▶ **What you are asked to do**
The required result is the exact run of lines beginning at the one containing "Each instance of the lawn" and ending at the last line of the entries.

[Dataset records about object locations]
>> Start
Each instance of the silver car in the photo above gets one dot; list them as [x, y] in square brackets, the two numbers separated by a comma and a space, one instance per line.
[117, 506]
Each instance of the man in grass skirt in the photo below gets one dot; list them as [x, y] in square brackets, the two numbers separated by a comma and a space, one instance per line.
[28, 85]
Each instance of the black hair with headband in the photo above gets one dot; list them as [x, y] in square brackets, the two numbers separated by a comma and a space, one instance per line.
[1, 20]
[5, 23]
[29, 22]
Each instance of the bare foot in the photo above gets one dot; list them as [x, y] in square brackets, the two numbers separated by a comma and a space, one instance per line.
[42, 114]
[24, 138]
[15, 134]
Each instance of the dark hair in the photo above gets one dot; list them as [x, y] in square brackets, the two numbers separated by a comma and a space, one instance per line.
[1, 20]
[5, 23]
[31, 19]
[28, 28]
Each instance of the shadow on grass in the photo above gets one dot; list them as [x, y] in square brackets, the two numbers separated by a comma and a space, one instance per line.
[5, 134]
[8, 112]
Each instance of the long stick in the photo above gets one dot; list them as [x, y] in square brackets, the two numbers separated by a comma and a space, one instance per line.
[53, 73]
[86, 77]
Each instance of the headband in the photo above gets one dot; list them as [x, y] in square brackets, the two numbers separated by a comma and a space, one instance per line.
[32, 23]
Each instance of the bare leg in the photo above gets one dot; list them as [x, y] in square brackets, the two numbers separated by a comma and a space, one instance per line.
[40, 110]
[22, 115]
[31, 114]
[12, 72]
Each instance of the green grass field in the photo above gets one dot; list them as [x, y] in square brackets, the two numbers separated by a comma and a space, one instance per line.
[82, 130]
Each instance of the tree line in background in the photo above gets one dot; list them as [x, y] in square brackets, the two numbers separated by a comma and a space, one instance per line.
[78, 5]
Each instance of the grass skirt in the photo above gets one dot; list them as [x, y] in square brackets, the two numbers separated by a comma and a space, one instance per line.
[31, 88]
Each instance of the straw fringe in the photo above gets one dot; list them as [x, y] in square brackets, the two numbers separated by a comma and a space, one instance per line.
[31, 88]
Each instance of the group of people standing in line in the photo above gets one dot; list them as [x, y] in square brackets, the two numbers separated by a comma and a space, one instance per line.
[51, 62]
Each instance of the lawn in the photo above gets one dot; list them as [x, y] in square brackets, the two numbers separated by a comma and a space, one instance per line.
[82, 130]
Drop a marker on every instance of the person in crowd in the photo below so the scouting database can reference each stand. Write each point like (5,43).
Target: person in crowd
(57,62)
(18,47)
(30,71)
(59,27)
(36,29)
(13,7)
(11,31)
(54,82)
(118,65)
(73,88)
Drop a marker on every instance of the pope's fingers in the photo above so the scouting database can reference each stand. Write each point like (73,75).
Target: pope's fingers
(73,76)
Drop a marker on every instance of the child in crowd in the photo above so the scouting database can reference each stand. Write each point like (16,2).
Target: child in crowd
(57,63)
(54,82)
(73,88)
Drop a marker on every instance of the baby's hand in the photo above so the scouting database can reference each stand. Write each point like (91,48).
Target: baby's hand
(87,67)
>> End
▶ **Answer to the exercise**
Each instance of the lawn in the photo above gets one dot; list them as [x, y] in square brackets, the two numbers separated by a comma and a space, one instance per line.
[82, 130]
Drop a marker on every instance of the person in crowd in the photo below so the scouting database can reference each stand. Write each point like (5,43).
Target: person in crowd
(57,62)
(18,47)
(30,71)
(59,27)
(36,29)
(13,7)
(11,31)
(54,82)
(118,65)
(73,88)
Drop a marker on every instance of the pope's fingers in the photo above so the scouting database can reference each stand. Write each point like (73,75).
Target: pope's fingers
(73,76)
Drop a marker on every instance of the child in crowd in the photo above so the scouting database can reference each stand. Write each point like (16,2).
Target: child in crowd
(57,63)
(54,82)
(73,88)
Drop a marker on every instance of the baby's hand in the photo above so the scouting database can reference each stand. Write each point like (91,48).
Target: baby's hand
(87,67)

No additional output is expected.